### Texte à lire
Gestion des déchets à Bamako

Il fût un temps, Bamako était surnommée « La coquette » du fait de sa remarquable propreté. Aujourd'hui, on évitera de donner un nouveau surnom à la capitale malienne, tant celui-ci risquerait d'être désobligeant. Avec l'apparition de la consommation de masse, les déchets solides s'entassent, s'éparpillent ; la situation est alarmante.

 

A Bamako, chacun des 1,5 millions d'habitants produirait chaque jour 0,67 kg de déchets solides, soit un total de 260 000 tonnes par an sur l'ensemble des six communes de Bamako.

 

La gestion des déchets se faisait de manière totalement centralisée par les services municipaux jusqu'en 1992 et le résultat n'était pas bon (faible taux de collecte, coût élevé, détérioration des équipements). En 1992, la création d'un Groupe d'Intérêt Economique est décidée afin de permettre une décentralisation des collectes, grâce l'intervention à titre principal du secteur associatif (groupements de quartiers, groupements professionnels, ONG...). Mais les moyens mis à la disposition du GIE sont très faibles : 1 seul camion, 1 camionnette, 6 tracteurs, 220 charrettes, 11 pousse-pousse.

### Exercice 1
Recopiez le passage du texte sur les déchets à Bamako, de « Gestion des déchets à » jusqu'à « communes de Bamako. » inclus.
### Exercice 2
Résumez en trois phrases le texte sur les déchets à Bamako.

Entrées de la collection
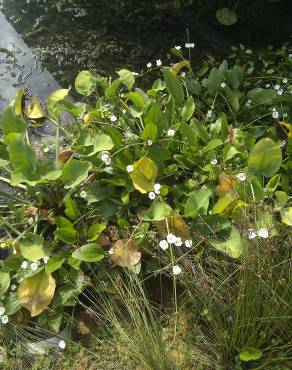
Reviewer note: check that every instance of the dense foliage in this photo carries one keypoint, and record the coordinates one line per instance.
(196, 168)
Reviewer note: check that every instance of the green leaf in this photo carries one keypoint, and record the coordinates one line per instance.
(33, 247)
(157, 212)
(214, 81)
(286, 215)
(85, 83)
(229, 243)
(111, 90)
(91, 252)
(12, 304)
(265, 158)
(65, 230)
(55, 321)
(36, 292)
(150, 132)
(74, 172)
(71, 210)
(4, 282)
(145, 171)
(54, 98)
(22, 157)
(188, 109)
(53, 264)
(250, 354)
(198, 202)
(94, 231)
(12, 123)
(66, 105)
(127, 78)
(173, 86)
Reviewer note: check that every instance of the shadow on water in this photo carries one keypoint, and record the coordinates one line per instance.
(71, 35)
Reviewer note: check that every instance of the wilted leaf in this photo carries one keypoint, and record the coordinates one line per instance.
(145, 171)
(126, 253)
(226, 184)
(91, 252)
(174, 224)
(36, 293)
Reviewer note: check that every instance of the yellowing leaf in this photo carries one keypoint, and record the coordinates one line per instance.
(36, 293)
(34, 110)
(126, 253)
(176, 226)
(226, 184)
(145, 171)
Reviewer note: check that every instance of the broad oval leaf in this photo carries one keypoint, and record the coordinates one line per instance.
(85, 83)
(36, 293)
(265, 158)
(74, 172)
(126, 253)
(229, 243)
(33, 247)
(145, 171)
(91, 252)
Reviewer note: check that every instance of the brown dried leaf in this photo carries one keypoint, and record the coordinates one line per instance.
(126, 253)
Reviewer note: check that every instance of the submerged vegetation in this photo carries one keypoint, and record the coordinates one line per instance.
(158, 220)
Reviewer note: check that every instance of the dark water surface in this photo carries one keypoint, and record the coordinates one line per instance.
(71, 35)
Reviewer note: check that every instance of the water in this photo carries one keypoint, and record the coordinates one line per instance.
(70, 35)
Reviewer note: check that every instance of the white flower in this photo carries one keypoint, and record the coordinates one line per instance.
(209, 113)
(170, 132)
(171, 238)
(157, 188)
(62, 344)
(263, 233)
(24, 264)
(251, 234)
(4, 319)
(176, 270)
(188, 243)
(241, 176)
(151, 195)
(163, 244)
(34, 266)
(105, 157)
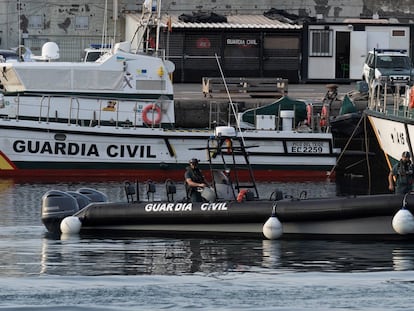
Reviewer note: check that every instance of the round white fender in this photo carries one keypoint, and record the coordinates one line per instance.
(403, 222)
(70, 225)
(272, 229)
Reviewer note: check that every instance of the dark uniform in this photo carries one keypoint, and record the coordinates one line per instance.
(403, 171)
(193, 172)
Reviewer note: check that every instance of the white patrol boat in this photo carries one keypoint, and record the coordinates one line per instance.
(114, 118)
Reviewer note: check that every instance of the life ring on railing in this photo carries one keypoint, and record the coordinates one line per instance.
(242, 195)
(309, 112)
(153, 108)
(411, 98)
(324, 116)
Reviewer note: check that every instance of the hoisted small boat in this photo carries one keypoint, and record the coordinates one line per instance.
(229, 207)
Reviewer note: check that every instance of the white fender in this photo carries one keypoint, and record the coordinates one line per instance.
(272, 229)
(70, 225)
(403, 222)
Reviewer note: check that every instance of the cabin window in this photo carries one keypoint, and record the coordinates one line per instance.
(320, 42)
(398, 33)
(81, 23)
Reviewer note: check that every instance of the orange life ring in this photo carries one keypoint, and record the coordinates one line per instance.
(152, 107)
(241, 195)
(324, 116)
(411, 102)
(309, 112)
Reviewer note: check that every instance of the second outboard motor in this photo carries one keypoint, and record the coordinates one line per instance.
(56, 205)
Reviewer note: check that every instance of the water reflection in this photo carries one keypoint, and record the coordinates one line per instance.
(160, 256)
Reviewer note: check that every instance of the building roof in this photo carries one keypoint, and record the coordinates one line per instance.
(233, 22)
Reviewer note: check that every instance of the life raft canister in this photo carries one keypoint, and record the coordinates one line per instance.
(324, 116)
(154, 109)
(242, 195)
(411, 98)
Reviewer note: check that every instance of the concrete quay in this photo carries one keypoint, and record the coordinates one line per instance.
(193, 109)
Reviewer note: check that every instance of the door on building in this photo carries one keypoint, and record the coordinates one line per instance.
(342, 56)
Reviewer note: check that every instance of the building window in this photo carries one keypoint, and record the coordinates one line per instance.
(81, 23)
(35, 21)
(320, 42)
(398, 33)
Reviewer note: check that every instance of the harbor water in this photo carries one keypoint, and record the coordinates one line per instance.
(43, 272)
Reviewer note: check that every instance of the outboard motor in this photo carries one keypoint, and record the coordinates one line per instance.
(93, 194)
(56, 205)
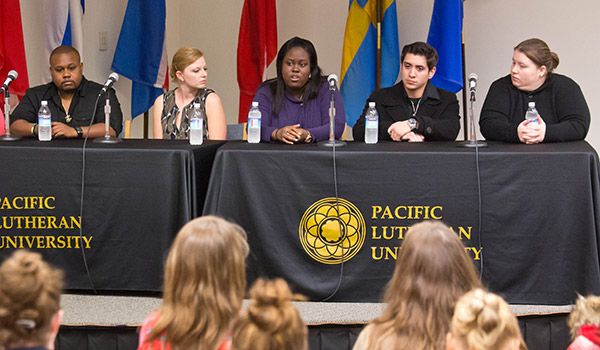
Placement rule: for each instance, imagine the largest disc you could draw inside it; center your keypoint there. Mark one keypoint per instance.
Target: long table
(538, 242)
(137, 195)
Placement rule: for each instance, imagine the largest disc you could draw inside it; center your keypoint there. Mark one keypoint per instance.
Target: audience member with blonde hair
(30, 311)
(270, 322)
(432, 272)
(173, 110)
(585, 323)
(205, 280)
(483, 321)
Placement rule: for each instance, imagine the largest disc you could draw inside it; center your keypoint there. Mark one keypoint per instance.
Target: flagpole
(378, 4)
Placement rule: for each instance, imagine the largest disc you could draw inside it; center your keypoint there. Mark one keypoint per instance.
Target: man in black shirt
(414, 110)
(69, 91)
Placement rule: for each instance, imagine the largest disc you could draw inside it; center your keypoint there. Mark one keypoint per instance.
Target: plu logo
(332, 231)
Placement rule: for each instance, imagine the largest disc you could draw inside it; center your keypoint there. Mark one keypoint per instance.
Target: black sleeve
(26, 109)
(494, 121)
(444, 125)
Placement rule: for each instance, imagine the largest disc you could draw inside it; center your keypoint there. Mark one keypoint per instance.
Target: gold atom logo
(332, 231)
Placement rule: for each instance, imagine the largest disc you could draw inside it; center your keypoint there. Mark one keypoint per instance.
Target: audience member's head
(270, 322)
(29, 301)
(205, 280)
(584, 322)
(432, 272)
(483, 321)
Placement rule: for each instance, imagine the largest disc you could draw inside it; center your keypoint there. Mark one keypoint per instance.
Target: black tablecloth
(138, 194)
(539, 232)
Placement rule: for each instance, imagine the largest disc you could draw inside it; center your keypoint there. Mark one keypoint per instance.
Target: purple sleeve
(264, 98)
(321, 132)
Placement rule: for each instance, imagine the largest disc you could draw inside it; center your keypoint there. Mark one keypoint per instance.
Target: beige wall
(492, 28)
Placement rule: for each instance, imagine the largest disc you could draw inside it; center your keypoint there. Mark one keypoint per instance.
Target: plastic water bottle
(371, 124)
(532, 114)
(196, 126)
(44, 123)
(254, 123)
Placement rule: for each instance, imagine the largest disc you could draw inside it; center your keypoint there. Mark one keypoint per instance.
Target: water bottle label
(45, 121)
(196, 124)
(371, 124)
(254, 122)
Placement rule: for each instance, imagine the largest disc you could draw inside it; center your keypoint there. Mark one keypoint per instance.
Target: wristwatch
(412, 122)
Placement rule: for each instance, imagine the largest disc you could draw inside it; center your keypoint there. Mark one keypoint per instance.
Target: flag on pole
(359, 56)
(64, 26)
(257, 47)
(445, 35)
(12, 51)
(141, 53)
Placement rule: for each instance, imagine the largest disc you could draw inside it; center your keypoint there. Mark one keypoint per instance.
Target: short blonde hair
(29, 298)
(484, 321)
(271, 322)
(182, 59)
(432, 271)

### Corrigé 1
Gestion des déchets à Bamako

Il fût un temps, Bamako était surnommée « La coquette » du fait de sa remarquable propreté. Aujourd'hui, on évitera de donner un nouveau surnom à la capitale malienne, tant celui-ci risquerait d'être désobligeant. Avec l'apparition de la consommation de masse, les déchets solides s'entassent, s'éparpillent ; la situation est alarmante.

 

A Bamako, chacun des 1,5 millions d'habitants produirait chaque jour 0,67 kg de déchets solides, soit un total de 260 000 tonnes par an sur l'ensemble des six communes de Bamako.

### Corrigé 2
Autrefois surnommée « La coquette » pour sa propreté, Bamako voit aujourd'hui ses déchets solides s'entasser et s'éparpiller avec la consommation de masse, une situation jugée alarmante. Chacun de ses 1,5 million d'habitants produirait 0,67 kg de déchets solides par jour, soit 260 000 tonnes par an pour les six communes. Gérée de façon centralisée par les services municipaux jusqu'en 1992 avec de mauvais résultats, la collecte a ensuite été décentralisée grâce à un Groupe d'Intérêt Économique appuyé sur le secteur associatif, mais doté de moyens très faibles.